Saved data entries:
+--
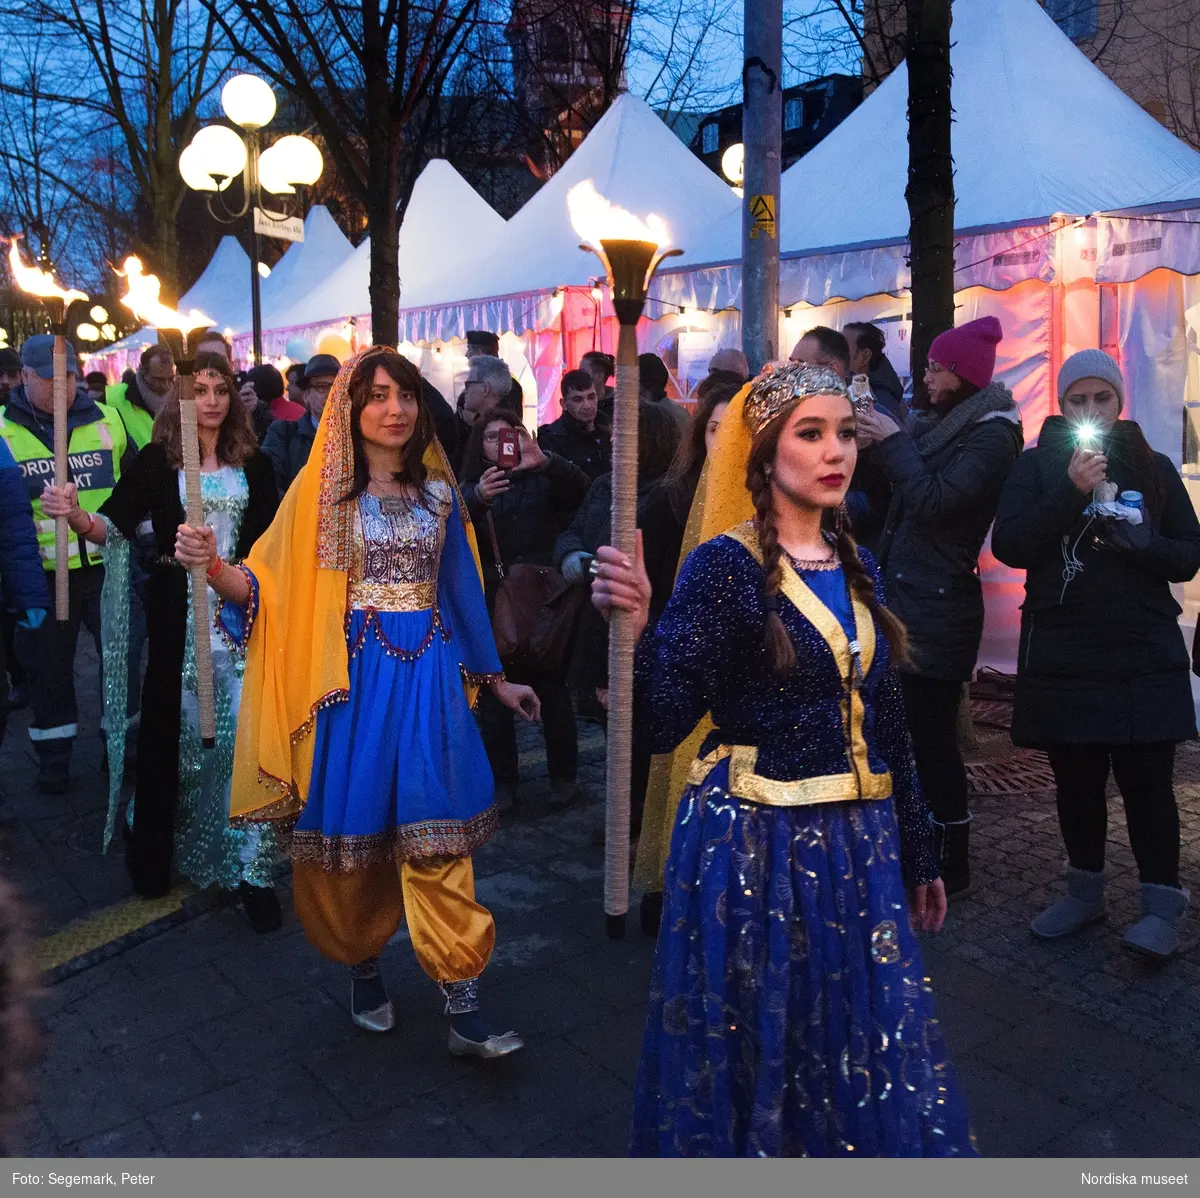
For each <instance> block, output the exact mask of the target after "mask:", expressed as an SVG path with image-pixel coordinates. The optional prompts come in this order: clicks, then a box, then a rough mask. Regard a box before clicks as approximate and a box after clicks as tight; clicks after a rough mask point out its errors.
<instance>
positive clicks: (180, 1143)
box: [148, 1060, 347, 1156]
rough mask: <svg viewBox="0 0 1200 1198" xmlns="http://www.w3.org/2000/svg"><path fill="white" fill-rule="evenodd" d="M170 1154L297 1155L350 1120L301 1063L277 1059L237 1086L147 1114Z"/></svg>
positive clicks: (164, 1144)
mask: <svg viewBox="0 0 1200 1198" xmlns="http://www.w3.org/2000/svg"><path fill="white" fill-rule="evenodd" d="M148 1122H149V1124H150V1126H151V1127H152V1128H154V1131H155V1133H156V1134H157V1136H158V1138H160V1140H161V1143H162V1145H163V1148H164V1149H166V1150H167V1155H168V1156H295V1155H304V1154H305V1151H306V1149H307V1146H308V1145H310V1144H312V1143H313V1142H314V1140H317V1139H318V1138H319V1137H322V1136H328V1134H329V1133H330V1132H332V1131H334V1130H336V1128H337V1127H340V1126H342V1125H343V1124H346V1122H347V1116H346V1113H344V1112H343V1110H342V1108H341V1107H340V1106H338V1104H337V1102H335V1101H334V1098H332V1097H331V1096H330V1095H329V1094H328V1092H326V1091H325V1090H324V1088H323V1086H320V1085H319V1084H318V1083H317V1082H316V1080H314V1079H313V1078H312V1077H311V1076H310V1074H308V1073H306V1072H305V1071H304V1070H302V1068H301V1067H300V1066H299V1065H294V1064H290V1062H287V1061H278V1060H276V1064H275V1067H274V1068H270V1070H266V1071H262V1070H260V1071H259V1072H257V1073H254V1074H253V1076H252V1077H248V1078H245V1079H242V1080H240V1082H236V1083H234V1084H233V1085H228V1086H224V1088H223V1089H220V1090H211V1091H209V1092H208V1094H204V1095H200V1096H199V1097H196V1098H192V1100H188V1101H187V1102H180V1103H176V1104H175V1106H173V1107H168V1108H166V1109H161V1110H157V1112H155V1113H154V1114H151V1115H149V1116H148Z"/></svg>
+--
WHAT YOU ARE ASKED TO DO:
Rewrite all of the lines above, changing every occurrence of "rough mask" to "coarse mask" and keeping everything else unchanged. Omit the pictures from your answer.

EXERCISE OUTPUT:
For each <instance> block, output the exact mask of the target after "mask:", expressed as an SVG path with image-pixel coordinates. The optional prompts come in this order: clicks, then a box, then a coarse mask. Regard a box before clicks as approximate and a box after clicks as tight; clicks after a coarse mask point out its errors.
<instance>
positive clicks: (180, 1143)
box: [148, 1060, 347, 1156]
coarse mask: <svg viewBox="0 0 1200 1198" xmlns="http://www.w3.org/2000/svg"><path fill="white" fill-rule="evenodd" d="M170 1154L297 1155L350 1120L301 1063L277 1059L237 1086L147 1114Z"/></svg>
positive clicks: (164, 1144)
mask: <svg viewBox="0 0 1200 1198" xmlns="http://www.w3.org/2000/svg"><path fill="white" fill-rule="evenodd" d="M148 1122H149V1124H150V1126H151V1127H152V1128H154V1131H155V1133H156V1134H157V1136H158V1138H160V1140H161V1143H162V1145H163V1148H164V1149H166V1150H167V1155H168V1156H295V1155H304V1154H305V1151H306V1149H307V1146H308V1145H310V1144H312V1143H313V1142H314V1140H317V1139H318V1138H319V1137H322V1136H328V1134H329V1133H330V1132H332V1131H334V1130H336V1128H337V1127H340V1126H342V1125H343V1124H346V1122H347V1116H346V1113H344V1112H343V1110H342V1108H341V1107H340V1106H338V1104H337V1102H335V1101H334V1098H332V1097H331V1096H330V1095H329V1094H328V1092H326V1091H325V1090H324V1088H323V1086H320V1085H319V1084H318V1083H317V1082H316V1080H314V1079H313V1078H312V1077H311V1076H310V1074H308V1073H306V1072H305V1071H304V1070H302V1068H301V1067H300V1066H299V1065H294V1064H290V1062H287V1061H278V1060H276V1064H275V1067H274V1068H270V1070H266V1071H262V1070H260V1071H259V1072H257V1073H254V1074H253V1076H252V1077H248V1078H245V1079H242V1080H240V1082H236V1083H234V1084H233V1085H228V1086H224V1088H223V1089H220V1090H211V1091H209V1092H208V1094H204V1095H200V1096H199V1097H196V1098H192V1100H188V1101H187V1102H180V1103H176V1104H175V1106H173V1107H168V1108H166V1109H161V1110H157V1112H155V1113H154V1114H151V1115H149V1116H148Z"/></svg>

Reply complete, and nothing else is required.